Excerpted text.
** BEGIN **
Dismissal at work is when your employer ends your contract of employment.  The law provides protection from some forms of dismissal, and requires your employer to follow certain processes when sacking employees.

What are fair reasons for dismissal?

There are a number of reasons for dismissal:


What is Unfair Dismissal?

Unfair dismissal is where an employer dismisses an employee who has more than 2 years’ service without a potentially fair reason to dismiss and without following a fair procedure before deciding to dismiss them.  Sometimes, employees can claim unfair dismissal with less than 2 years’ service, but this depends on the circumstances.

What is Misconduct?

Conduct is a potentially fair reason for dismissal.  Misconduct means any behaviour by the employee that the employer was unhappy with. It can be a single act of misconduct or a series of less serious acts. It could include disobeying reasonable management instructions, theft/dishonesty, violence at work, unauthorised absence, poor attendance.

What are Capability & Performance issues?

Capability is a potential fair reason for dismissal.  It covers capability in terms of health/fitness, and also capability in terms of performance, skill, aptitude and so on.  In either case it means capability for doing the job in question. Capability in terms of health can run into disability discrimination related issues but can mean being off sick and unable to return to work in a reasonable time.  Performance means things like failure to meet targets, not having the required qualifications, or failing exams.

What is Redundancy?

Redundancy potentially means several things:

  • where the employer stops, or plans to stop, carrying on the business in which the employee was employed – i.e. intends to close the business completely.
** END **
Recorded information.
** BEGIN **
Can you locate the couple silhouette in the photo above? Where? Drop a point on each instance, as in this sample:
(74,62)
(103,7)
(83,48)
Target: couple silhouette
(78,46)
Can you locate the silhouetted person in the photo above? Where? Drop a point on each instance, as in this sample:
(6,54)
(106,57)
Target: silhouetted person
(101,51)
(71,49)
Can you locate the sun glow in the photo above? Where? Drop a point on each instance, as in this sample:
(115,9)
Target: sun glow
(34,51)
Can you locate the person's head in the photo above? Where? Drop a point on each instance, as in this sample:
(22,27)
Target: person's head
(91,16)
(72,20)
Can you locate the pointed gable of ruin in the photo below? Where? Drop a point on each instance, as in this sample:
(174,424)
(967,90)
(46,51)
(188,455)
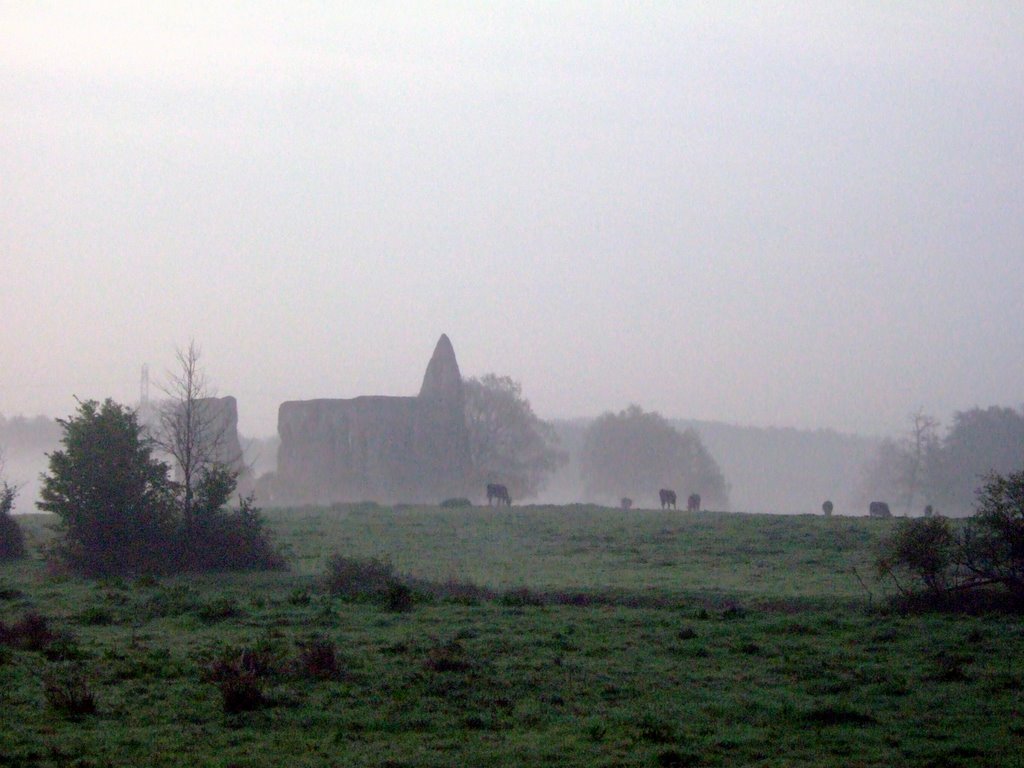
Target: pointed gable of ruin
(442,381)
(374,448)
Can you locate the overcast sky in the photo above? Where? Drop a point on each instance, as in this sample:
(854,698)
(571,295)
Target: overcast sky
(793,214)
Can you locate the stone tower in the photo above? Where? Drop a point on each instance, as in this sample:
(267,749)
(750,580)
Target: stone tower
(378,448)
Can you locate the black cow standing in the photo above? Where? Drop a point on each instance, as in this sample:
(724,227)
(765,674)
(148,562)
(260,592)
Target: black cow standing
(496,491)
(879,509)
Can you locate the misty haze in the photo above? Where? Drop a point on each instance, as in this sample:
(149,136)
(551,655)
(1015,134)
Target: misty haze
(512,384)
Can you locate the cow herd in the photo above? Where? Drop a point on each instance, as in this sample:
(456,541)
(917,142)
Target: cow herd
(498,494)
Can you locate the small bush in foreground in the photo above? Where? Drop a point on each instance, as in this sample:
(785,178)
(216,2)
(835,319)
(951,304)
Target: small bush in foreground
(68,692)
(450,656)
(936,568)
(11,538)
(923,551)
(317,658)
(356,579)
(32,632)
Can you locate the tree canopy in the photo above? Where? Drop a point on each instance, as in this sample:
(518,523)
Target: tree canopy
(922,468)
(114,499)
(121,512)
(635,453)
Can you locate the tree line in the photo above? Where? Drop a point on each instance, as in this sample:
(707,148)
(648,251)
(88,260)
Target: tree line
(928,468)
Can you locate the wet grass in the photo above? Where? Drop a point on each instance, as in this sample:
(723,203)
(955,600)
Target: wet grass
(673,665)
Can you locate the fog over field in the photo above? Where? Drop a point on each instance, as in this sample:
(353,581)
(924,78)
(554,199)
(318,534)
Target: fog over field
(804,215)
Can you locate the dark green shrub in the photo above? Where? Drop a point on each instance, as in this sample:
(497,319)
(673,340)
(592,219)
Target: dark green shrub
(520,597)
(676,759)
(217,610)
(67,691)
(239,675)
(450,656)
(920,551)
(356,579)
(994,543)
(95,616)
(317,658)
(32,632)
(215,538)
(11,538)
(240,691)
(398,597)
(113,497)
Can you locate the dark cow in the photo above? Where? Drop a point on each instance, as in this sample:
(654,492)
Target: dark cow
(496,491)
(879,509)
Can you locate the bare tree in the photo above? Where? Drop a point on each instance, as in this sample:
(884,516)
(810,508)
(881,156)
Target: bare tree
(903,470)
(193,431)
(508,442)
(922,444)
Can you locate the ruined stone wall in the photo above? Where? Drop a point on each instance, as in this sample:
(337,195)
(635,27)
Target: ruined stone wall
(374,448)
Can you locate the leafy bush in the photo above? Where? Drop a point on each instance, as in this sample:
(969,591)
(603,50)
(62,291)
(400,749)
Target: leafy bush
(68,692)
(317,658)
(215,539)
(32,632)
(11,538)
(112,496)
(121,513)
(922,550)
(994,544)
(239,676)
(928,552)
(358,579)
(450,656)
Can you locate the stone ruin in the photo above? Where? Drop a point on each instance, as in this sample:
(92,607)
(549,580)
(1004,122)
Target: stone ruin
(376,448)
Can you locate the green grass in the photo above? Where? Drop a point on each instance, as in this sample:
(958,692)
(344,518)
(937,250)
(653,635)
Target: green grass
(763,651)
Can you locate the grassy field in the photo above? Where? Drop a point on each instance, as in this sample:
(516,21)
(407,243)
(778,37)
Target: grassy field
(605,638)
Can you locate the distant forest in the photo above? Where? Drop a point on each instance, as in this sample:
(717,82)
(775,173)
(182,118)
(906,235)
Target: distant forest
(778,470)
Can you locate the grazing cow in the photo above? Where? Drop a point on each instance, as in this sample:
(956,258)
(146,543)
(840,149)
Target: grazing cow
(496,491)
(879,509)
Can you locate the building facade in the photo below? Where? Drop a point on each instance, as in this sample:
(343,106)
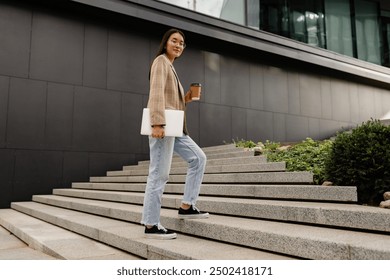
** END **
Set task A.
Answer these questions from the text on dismissal at work:
(i) How much service must an employee usually have before an employer's dismissal without a fair reason and fair procedure counts as unfair dismissal?
(ii) What three things does the text list as examples of performance?
(iii) In the redundancy point shown, what does the employer intend to do?
Set task B. In the text on dismissal at work, quote the passage from "Capability is a" up to and including "the business completely.".

Expected answer A.
(i) More than 2 years' service.
(ii) Failure to meet targets, not having the required qualifications, or failing exams.
(iii) Close the business completely.

Expected answer B.
Capability is a potential fair reason for dismissal.  It covers capability in terms of health/fitness, and also capability in terms of performance, skill, aptitude and so on.  In either case it means capability for doing the job in question. Capability in terms of health can run into disability discrimination related issues but can mean being off sick and unable to return to work in a reasonable time.  Performance means things like failure to meet targets, not having the required qualifications, or failing exams.

What is Redundancy?

Redundancy potentially means several things:

  • where the employer stops, or plans to stop, carrying on the business in which the employee was employed – i.e. intends to close the business completely.